## What to do
Pull out every line of the material below that contains the word "green", matching case exactly.

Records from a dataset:

= = = = =

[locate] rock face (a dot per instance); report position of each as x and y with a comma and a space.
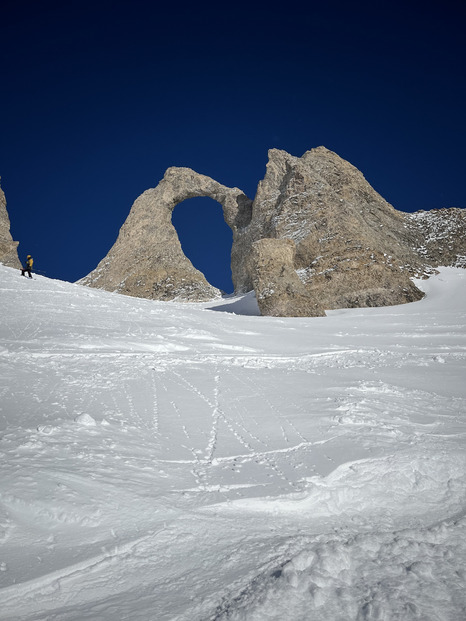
317, 236
8, 247
279, 290
350, 243
439, 236
146, 259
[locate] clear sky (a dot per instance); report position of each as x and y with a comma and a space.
98, 99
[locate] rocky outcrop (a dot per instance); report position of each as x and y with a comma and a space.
8, 247
439, 236
350, 243
279, 290
317, 236
146, 259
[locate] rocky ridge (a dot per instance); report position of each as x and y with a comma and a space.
8, 247
317, 236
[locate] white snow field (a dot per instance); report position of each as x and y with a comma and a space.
166, 461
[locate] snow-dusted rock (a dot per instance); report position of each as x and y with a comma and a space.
350, 243
147, 260
279, 291
351, 247
8, 247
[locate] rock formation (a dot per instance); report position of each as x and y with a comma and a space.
279, 290
350, 243
439, 236
8, 247
317, 236
146, 259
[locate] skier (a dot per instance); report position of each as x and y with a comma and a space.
27, 266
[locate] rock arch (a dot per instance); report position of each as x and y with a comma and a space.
147, 259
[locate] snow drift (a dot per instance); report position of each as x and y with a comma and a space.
162, 461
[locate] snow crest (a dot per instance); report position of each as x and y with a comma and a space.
198, 462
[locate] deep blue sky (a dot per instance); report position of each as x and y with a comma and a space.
98, 99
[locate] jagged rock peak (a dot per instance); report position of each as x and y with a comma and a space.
317, 236
8, 247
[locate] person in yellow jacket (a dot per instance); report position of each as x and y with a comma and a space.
28, 266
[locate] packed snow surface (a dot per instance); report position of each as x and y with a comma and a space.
165, 461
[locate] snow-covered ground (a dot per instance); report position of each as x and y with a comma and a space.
164, 461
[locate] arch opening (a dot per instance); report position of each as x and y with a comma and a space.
206, 239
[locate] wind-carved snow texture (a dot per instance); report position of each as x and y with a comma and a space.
170, 462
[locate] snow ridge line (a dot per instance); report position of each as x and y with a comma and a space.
31, 587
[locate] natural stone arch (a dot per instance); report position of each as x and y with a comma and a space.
206, 239
147, 259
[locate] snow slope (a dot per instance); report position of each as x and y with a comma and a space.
164, 461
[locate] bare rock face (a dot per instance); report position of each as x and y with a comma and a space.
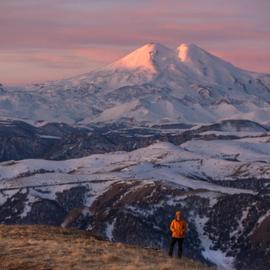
139, 212
58, 141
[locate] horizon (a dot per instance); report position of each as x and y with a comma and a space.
44, 42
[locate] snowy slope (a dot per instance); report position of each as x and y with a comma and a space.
153, 84
207, 179
194, 166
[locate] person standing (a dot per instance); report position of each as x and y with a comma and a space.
178, 229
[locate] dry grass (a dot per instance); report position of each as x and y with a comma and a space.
47, 248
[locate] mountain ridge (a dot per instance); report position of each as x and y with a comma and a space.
153, 84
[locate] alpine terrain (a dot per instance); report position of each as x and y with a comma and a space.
118, 150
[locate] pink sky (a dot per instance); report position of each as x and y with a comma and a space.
51, 39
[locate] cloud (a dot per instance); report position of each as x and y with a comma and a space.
66, 33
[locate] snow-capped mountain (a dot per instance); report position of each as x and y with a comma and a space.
153, 84
156, 131
222, 187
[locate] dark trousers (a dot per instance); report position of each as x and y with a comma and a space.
180, 244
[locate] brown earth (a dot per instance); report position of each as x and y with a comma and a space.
48, 248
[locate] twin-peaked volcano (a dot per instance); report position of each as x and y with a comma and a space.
152, 84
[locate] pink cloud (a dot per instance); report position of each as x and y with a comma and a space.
66, 34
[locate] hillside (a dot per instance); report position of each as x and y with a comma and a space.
43, 247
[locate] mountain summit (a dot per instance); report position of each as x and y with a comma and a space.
153, 84
145, 57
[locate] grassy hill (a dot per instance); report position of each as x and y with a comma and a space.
45, 248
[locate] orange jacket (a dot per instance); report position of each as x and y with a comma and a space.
178, 228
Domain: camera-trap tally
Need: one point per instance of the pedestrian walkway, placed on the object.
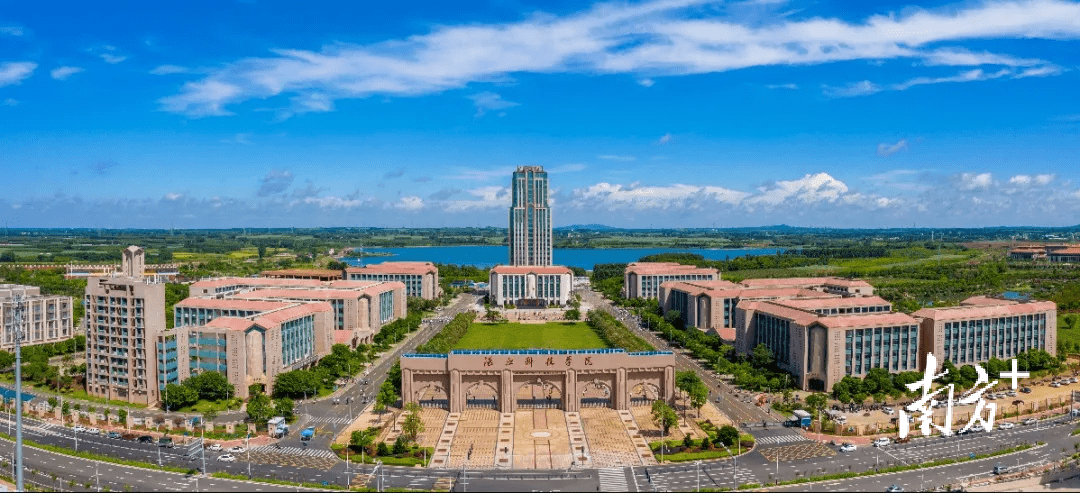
(612, 479)
(780, 439)
(307, 452)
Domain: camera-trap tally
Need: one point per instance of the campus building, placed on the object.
(45, 318)
(125, 315)
(530, 239)
(527, 287)
(821, 341)
(250, 349)
(643, 279)
(982, 328)
(420, 278)
(512, 380)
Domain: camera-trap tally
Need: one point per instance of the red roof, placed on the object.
(667, 268)
(395, 267)
(983, 311)
(232, 323)
(530, 269)
(231, 304)
(275, 318)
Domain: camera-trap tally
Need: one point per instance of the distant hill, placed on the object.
(591, 227)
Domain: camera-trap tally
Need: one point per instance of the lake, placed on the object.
(487, 256)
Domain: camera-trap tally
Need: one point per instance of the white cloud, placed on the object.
(889, 149)
(856, 89)
(489, 102)
(169, 69)
(410, 203)
(808, 189)
(13, 72)
(649, 39)
(617, 158)
(975, 182)
(64, 72)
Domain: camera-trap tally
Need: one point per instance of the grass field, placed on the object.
(555, 335)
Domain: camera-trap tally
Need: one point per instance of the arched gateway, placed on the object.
(516, 378)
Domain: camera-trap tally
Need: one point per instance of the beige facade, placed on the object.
(984, 328)
(511, 380)
(45, 318)
(530, 285)
(420, 278)
(251, 349)
(643, 279)
(821, 341)
(124, 317)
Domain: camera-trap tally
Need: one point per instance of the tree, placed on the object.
(178, 396)
(412, 426)
(259, 408)
(727, 435)
(663, 415)
(360, 439)
(284, 408)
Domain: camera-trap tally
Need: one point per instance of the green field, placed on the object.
(555, 335)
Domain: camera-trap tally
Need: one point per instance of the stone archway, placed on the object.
(644, 394)
(537, 392)
(596, 391)
(482, 395)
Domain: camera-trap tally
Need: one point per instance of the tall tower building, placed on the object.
(529, 218)
(124, 315)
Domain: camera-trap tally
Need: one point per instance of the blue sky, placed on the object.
(648, 114)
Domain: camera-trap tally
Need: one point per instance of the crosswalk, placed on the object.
(295, 451)
(781, 439)
(612, 479)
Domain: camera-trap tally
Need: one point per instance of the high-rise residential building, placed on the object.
(45, 318)
(125, 314)
(529, 218)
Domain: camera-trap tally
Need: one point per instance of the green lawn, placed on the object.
(556, 335)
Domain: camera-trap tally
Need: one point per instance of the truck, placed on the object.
(799, 418)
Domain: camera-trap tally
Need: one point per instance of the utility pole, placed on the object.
(17, 333)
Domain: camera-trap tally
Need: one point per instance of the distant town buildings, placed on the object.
(125, 315)
(1053, 253)
(45, 318)
(420, 278)
(529, 237)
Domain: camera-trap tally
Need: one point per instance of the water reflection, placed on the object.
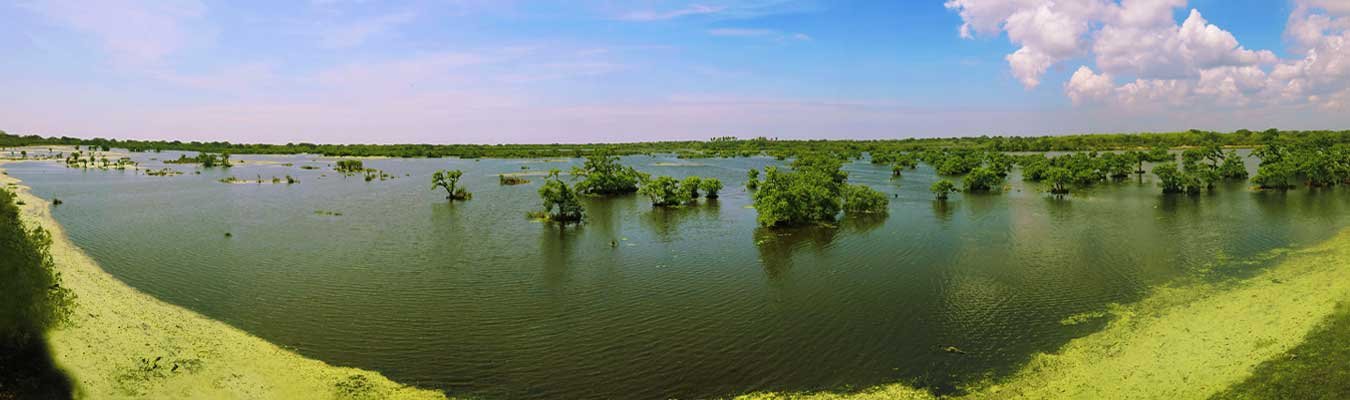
(776, 246)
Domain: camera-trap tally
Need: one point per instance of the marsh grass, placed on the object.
(33, 303)
(1315, 369)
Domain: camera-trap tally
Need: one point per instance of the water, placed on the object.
(475, 299)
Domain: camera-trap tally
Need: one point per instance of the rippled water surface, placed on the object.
(695, 302)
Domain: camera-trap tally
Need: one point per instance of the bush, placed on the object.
(664, 192)
(942, 188)
(861, 199)
(560, 202)
(983, 180)
(33, 303)
(710, 187)
(602, 175)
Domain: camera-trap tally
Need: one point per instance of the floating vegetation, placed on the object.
(1083, 316)
(448, 180)
(510, 180)
(205, 160)
(164, 172)
(259, 180)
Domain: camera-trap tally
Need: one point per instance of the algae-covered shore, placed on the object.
(1185, 341)
(120, 342)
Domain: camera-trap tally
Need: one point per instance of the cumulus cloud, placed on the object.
(1168, 65)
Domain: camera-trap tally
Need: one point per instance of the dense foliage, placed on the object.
(888, 150)
(602, 175)
(813, 191)
(560, 202)
(942, 188)
(710, 188)
(33, 303)
(448, 180)
(861, 199)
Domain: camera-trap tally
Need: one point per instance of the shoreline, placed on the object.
(1183, 341)
(122, 342)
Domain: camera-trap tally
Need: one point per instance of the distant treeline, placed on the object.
(725, 146)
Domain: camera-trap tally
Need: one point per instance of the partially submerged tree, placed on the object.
(942, 188)
(710, 187)
(602, 175)
(448, 180)
(560, 202)
(982, 180)
(861, 199)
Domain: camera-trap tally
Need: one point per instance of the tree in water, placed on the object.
(863, 199)
(1059, 179)
(560, 202)
(942, 188)
(710, 187)
(982, 180)
(664, 192)
(448, 180)
(602, 175)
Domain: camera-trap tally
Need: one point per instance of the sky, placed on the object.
(606, 70)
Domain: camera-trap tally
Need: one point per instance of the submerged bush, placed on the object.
(982, 180)
(710, 187)
(602, 175)
(560, 202)
(448, 180)
(664, 192)
(861, 199)
(942, 188)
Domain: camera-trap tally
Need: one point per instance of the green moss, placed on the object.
(1315, 369)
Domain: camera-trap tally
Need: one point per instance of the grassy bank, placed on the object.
(33, 303)
(1195, 341)
(122, 343)
(1316, 369)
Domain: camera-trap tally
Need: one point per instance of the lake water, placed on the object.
(475, 299)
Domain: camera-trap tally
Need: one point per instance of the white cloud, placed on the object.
(1175, 68)
(1087, 87)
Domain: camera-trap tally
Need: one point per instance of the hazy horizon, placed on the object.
(587, 72)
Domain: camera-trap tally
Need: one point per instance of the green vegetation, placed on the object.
(205, 160)
(1314, 369)
(448, 180)
(510, 180)
(670, 192)
(602, 175)
(718, 146)
(350, 166)
(861, 199)
(664, 192)
(813, 191)
(560, 202)
(33, 303)
(942, 188)
(710, 187)
(983, 180)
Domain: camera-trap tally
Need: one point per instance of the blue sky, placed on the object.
(489, 72)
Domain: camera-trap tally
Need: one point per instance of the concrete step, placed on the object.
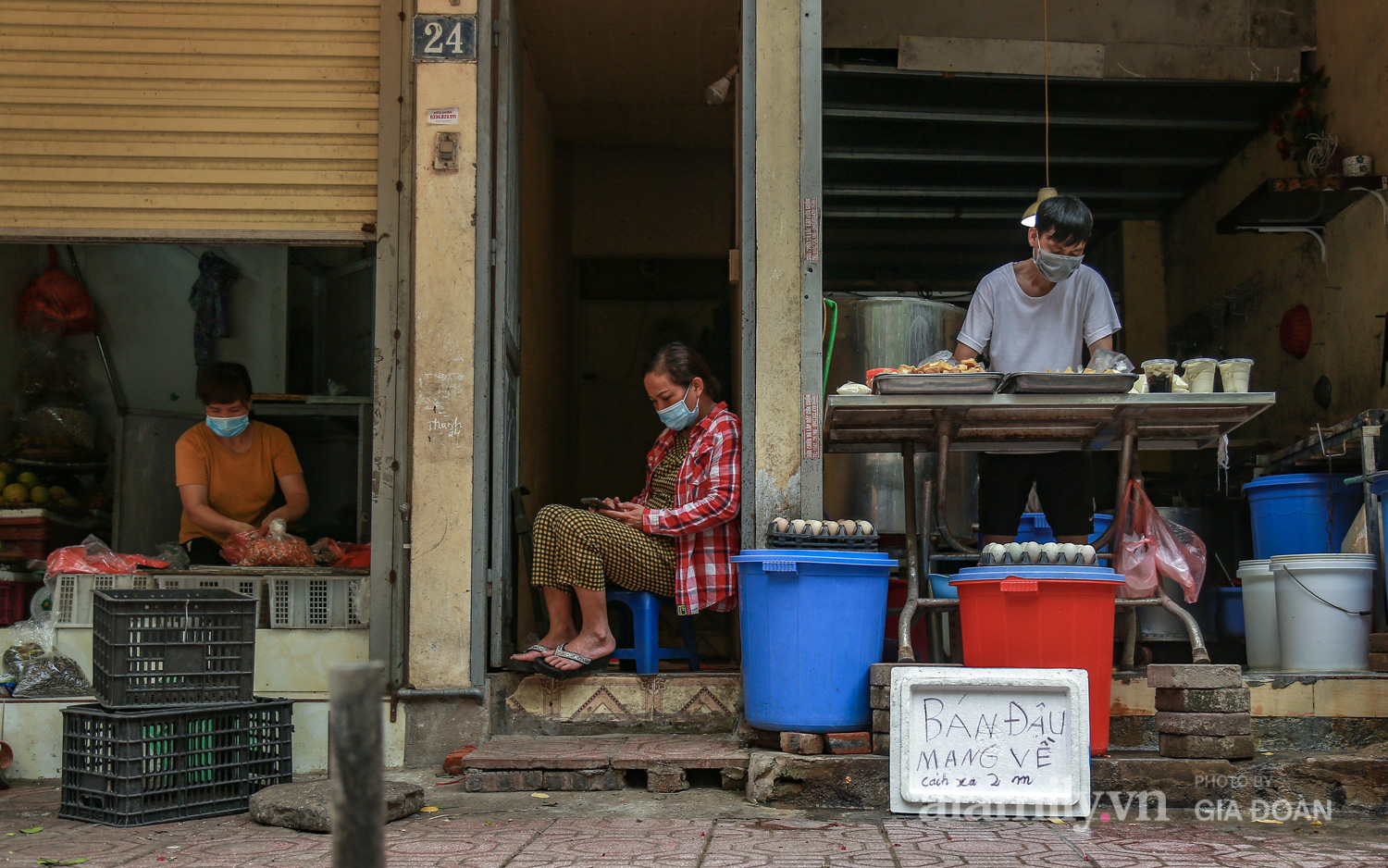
(601, 763)
(615, 703)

= = = = =

## Result of the exercise
Need: one point per instance of the green field, placed on the object.
Need: one point per instance of the green lawn, placed on the object.
Need: one point per instance of the green moss, placed on the object.
Need: one point per instance of the green vegetation, placed on the object.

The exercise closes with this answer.